• SUPPLIED DATA:
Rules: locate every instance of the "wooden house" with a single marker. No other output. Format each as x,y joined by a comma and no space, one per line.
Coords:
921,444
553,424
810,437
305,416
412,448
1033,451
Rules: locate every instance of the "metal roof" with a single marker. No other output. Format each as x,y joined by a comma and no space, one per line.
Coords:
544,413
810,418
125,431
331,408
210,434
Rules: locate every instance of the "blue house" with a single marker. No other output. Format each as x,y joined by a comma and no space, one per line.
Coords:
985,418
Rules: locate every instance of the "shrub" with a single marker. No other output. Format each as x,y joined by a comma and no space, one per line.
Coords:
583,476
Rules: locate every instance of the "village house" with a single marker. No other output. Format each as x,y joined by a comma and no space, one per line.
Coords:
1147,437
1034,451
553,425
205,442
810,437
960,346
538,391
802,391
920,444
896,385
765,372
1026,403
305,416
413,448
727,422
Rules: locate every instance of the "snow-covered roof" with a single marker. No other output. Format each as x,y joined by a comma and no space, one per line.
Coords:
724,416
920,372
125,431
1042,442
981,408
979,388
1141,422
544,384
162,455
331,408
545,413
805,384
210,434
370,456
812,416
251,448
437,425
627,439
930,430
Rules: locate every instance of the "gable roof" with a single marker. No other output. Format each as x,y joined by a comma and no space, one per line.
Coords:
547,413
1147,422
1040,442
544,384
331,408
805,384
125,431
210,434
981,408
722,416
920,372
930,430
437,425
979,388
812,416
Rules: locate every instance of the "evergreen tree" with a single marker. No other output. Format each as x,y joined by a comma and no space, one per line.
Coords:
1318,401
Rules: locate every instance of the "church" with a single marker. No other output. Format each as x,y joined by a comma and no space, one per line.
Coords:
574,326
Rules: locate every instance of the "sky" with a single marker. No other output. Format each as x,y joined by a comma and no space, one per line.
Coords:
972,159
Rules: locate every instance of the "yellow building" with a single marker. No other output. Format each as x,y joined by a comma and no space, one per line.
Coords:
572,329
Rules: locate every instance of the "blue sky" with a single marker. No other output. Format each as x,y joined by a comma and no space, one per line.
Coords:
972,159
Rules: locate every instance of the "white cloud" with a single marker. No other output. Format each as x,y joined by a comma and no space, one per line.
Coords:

• OBJECTIVE: Write an exact transcription of every entry above.

• SOLUTION FOR THIS TASK:
Rules: locate every instance of the "wooden house" with a single marker. No other output. Format each as x,y joined by a comma and no space, one per line.
Coords:
921,444
553,424
810,437
305,416
412,448
1033,451
Rules: locate every instance of the "metal roof" with a single marker. No other output. Format each as x,y joined by a comma and no space, one per line.
Coords:
544,413
810,418
125,431
331,408
210,434
Rules: locate every instance of the "blue house" with a single marker. No other output. Format each as x,y joined by a comma and no space, one per line.
Coords:
985,418
Rules: locate every instance of the "shrub" with a single marker. No other output. Format each as x,y joined by a comma and no space, one per line.
Coords:
583,476
Rules: locate every instance of the "village house" with a single marker. No other output. Format each as x,y joined by a comma and no space, one per line.
Coords:
1147,437
1034,451
553,425
205,442
810,437
960,346
538,391
802,391
920,444
896,385
765,372
1026,403
305,416
413,448
727,422
Rules: locate every instance of the "snow-covered roof" with a single marker. No other output. Format each as x,y joined by a comma and no space, one per line.
Coords:
724,416
920,372
125,431
1042,442
981,408
979,388
1141,422
544,384
162,455
331,408
545,413
805,384
210,434
370,456
812,416
251,448
437,425
627,439
930,430
Rules: locate every instance of the "gable roof" with a single marker. No other output. Format each as x,y joined by a comma and no space, one per line.
Coords:
547,413
1147,422
1040,442
544,384
331,408
805,384
125,431
210,434
981,408
722,416
920,372
930,430
437,425
979,388
812,416
Rules: locate every instance of the "evergreen tree" with a single marker. No other output. Format each as x,y joined by a comma and no space, one per line.
Coords:
1318,401
Rules: locate every instance of the "church" with a single marker. No other output. Format each as x,y joined by a comma and no space, one per line.
Coords:
574,326
Rules: locate every instance of the "sky" with a single marker. No other output. Format each as x,y joined by a comma and no space, one per line.
Coords:
972,159
Rules: locate every instance of the "yellow building" with a single marker. No other output. Format each as x,y joined by a comma and no space, one per line.
Coords:
572,329
Rules: locate every instance of the "blue sky" with a single marker. No other output. Format each as x,y joined by a comma and no space, one per line.
Coords:
972,159
Rules: locate every instance of the "white cloud" with a single marker. No other output. Format each as x,y joined by a comma and no space, one per line.
Coords:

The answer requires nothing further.